(Stored data entries)
◇ ◇ ◇
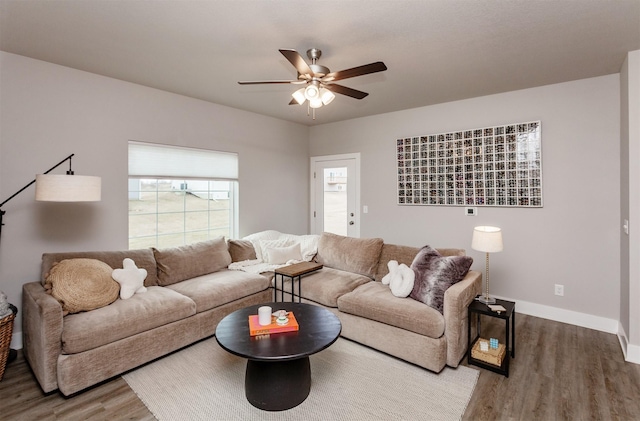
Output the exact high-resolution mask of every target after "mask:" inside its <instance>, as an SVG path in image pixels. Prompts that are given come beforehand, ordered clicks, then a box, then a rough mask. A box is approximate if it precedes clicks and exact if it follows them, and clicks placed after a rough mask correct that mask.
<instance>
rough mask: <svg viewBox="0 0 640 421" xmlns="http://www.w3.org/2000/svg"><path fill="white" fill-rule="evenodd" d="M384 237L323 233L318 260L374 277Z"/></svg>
mask: <svg viewBox="0 0 640 421" xmlns="http://www.w3.org/2000/svg"><path fill="white" fill-rule="evenodd" d="M382 245H383V241H382V238H353V237H344V236H342V235H337V234H331V233H328V232H324V233H322V235H321V236H320V241H319V242H318V254H317V255H316V261H317V262H318V263H321V264H323V265H325V266H327V267H330V268H334V269H340V270H346V271H348V272H353V273H358V274H360V275H365V276H368V277H369V278H372V279H373V277H374V275H375V271H376V268H377V267H378V259H379V258H380V251H381V250H382Z"/></svg>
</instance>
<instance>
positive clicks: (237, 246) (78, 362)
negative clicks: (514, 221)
mask: <svg viewBox="0 0 640 421" xmlns="http://www.w3.org/2000/svg"><path fill="white" fill-rule="evenodd" d="M418 251H419V249H418V248H415V247H406V246H398V245H392V244H384V243H383V241H382V240H381V239H355V238H348V237H341V236H336V235H333V234H323V235H322V236H320V237H319V241H318V245H317V255H316V256H315V259H316V261H318V262H320V263H322V264H323V265H324V267H323V268H322V269H321V270H319V271H317V272H314V273H312V274H310V275H307V276H305V277H303V278H302V280H301V282H302V291H303V292H302V301H303V302H308V303H311V304H315V305H321V306H324V307H326V308H328V309H330V310H331V311H332V312H334V313H335V314H336V315H337V316H338V317H339V318H340V320H341V322H342V325H343V328H342V336H344V337H346V338H349V339H352V340H354V341H357V342H360V343H362V344H364V345H368V346H370V347H373V348H375V349H379V350H381V351H383V352H386V353H389V354H391V355H394V356H396V357H399V358H402V359H404V360H406V361H409V362H411V363H414V364H417V365H419V366H421V367H424V368H427V369H429V370H432V371H435V372H439V371H441V370H442V368H443V367H444V366H445V365H449V366H451V367H457V365H458V364H459V362H460V361H461V359H462V358H463V356H464V354H465V352H466V348H467V335H466V326H467V305H468V304H469V303H470V302H471V300H473V298H474V297H475V296H476V295H477V294H479V293H480V292H481V274H480V273H478V272H476V271H469V272H468V273H467V274H466V276H465V277H464V279H463V280H462V281H460V282H458V283H456V284H455V285H453V286H452V287H450V288H449V289H447V290H446V292H445V294H444V307H443V312H442V313H440V312H439V311H437V310H435V309H433V308H431V307H429V306H427V305H425V304H423V303H421V302H419V301H416V300H414V299H412V298H398V297H395V296H393V294H391V292H390V290H389V287H388V286H387V285H383V284H382V283H381V282H380V280H381V279H382V277H383V276H384V275H385V274H386V273H387V272H388V270H387V263H388V261H389V260H397V261H398V262H400V263H405V264H408V265H409V264H411V262H412V260H413V258H414V257H415V255H416V254H417V253H418ZM439 251H440V253H441V254H443V255H449V256H453V255H462V254H464V251H463V250H458V249H445V250H439ZM125 258H130V259H132V260H133V261H134V262H135V263H136V265H137V267H138V268H142V269H145V270H146V271H147V277H146V279H145V280H144V285H145V287H146V292H143V293H137V294H134V295H133V296H132V297H131V298H128V299H121V298H118V299H116V300H115V301H114V302H112V303H111V304H109V305H106V306H103V307H101V308H97V309H94V310H90V311H82V312H77V313H72V314H66V315H65V314H64V313H65V311H64V310H63V304H62V303H61V302H60V301H59V300H58V299H56V298H54V297H53V296H52V295H51V294H49V293H47V290H46V289H45V285H46V284H47V277H48V275H49V273H50V272H51V271H52V267H54V265H55V264H56V263H57V262H62V261H65V260H70V259H95V260H98V261H100V262H104V263H106V264H107V265H109V266H110V267H111V268H120V267H122V263H123V260H124V259H125ZM255 258H256V250H255V247H254V245H253V243H252V242H251V241H249V240H230V241H228V242H225V241H224V239H223V238H218V239H215V240H212V241H207V242H202V243H198V244H194V245H189V246H184V247H178V248H172V249H152V248H151V249H143V250H128V251H107V252H77V253H45V254H44V255H43V257H42V279H41V280H40V281H38V282H30V283H27V284H25V285H24V286H23V342H24V354H25V358H26V360H27V361H28V363H29V365H30V366H31V368H32V370H33V372H34V374H35V377H36V379H37V380H38V382H39V383H40V386H41V387H42V390H43V391H44V392H51V391H54V390H56V389H59V390H60V392H62V394H64V395H71V394H74V393H77V392H79V391H81V390H83V389H85V388H87V387H90V386H92V385H95V384H97V383H100V382H102V381H104V380H107V379H109V378H111V377H114V376H116V375H119V374H121V373H123V372H126V371H128V370H131V369H133V368H135V367H137V366H139V365H141V364H144V363H147V362H149V361H152V360H154V359H157V358H159V357H162V356H164V355H166V354H168V353H171V352H173V351H176V350H178V349H180V348H183V347H185V346H187V345H189V344H192V343H194V342H196V341H198V340H201V339H204V338H207V337H209V336H211V335H213V334H214V332H215V328H216V325H217V323H218V322H219V321H220V320H221V319H222V318H223V317H224V316H226V315H227V314H229V313H231V312H233V311H235V310H236V309H239V308H243V307H246V306H249V305H253V304H259V303H266V302H271V301H273V296H274V289H273V288H274V282H273V281H274V280H273V273H272V272H267V273H262V274H256V273H250V272H247V271H241V270H230V269H228V267H229V265H230V264H231V263H232V262H240V261H246V260H250V259H255ZM277 284H278V288H280V283H279V282H278V283H277ZM290 288H291V285H290V281H288V282H284V289H285V291H290ZM278 295H279V294H278ZM287 295H289V294H287ZM296 298H297V297H296ZM283 306H284V307H285V308H286V304H283Z"/></svg>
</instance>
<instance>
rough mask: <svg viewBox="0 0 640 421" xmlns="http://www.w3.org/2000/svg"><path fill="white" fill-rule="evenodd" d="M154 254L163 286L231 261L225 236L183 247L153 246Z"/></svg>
mask: <svg viewBox="0 0 640 421" xmlns="http://www.w3.org/2000/svg"><path fill="white" fill-rule="evenodd" d="M153 255H154V256H155V258H156V263H157V265H158V284H159V285H162V286H167V285H171V284H175V283H176V282H180V281H184V280H185V279H191V278H195V277H197V276H201V275H206V274H207V273H213V272H216V271H219V270H220V269H223V268H226V267H227V266H229V263H231V255H230V254H229V250H228V249H227V243H226V242H225V241H224V237H218V238H216V239H214V240H210V241H202V242H200V243H195V244H187V245H185V246H181V247H173V248H167V249H156V248H153Z"/></svg>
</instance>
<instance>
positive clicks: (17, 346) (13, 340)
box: [9, 332, 22, 349]
mask: <svg viewBox="0 0 640 421" xmlns="http://www.w3.org/2000/svg"><path fill="white" fill-rule="evenodd" d="M9 348H11V349H22V332H13V333H12V334H11V343H10V344H9Z"/></svg>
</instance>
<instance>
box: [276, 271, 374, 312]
mask: <svg viewBox="0 0 640 421" xmlns="http://www.w3.org/2000/svg"><path fill="white" fill-rule="evenodd" d="M284 279H285V281H284V291H285V293H287V292H291V279H290V278H287V277H285V278H284ZM300 282H301V284H302V286H301V287H302V298H306V299H307V300H311V301H314V302H316V303H319V304H322V305H323V306H326V307H333V308H335V307H338V298H340V297H341V296H342V295H344V294H346V293H347V292H351V291H353V290H354V289H356V288H357V287H359V286H360V285H364V284H366V283H369V282H372V281H371V279H369V278H368V277H366V276H363V275H358V274H357V273H353V272H347V271H343V270H338V269H333V268H328V267H324V268H322V269H320V270H319V271H316V272H312V273H310V274H308V275H303V276H302V277H301V279H300ZM281 283H282V281H281V279H280V275H278V280H277V290H278V294H280V292H279V291H281V290H282V287H281ZM298 287H299V286H298V281H297V280H296V291H295V293H296V295H298ZM278 297H280V295H278Z"/></svg>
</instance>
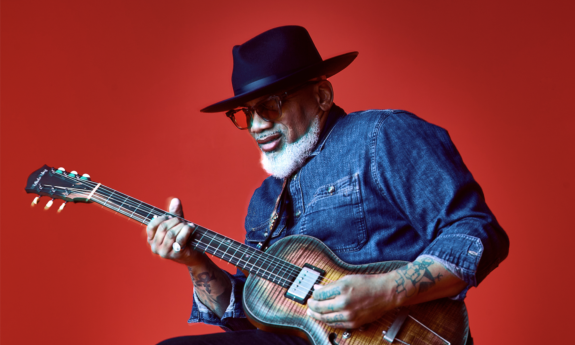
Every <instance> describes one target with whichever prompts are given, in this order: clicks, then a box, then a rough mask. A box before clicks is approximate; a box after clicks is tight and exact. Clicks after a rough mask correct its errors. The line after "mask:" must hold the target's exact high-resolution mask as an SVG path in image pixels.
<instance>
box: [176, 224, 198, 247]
mask: <svg viewBox="0 0 575 345" xmlns="http://www.w3.org/2000/svg"><path fill="white" fill-rule="evenodd" d="M195 228H196V225H195V224H193V223H188V224H186V225H185V226H184V227H183V228H182V230H181V231H180V232H179V233H178V236H177V237H176V241H175V242H174V244H173V245H172V248H173V249H174V251H176V252H179V251H181V250H182V248H184V246H186V244H187V243H188V239H189V237H190V234H191V233H192V232H193V230H192V229H195Z"/></svg>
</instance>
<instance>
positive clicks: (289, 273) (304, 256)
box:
◇ ◇ ◇
**The problem**
Count each line of the entries that holds the word "positive", then state the total and nothing more.

**Task output**
3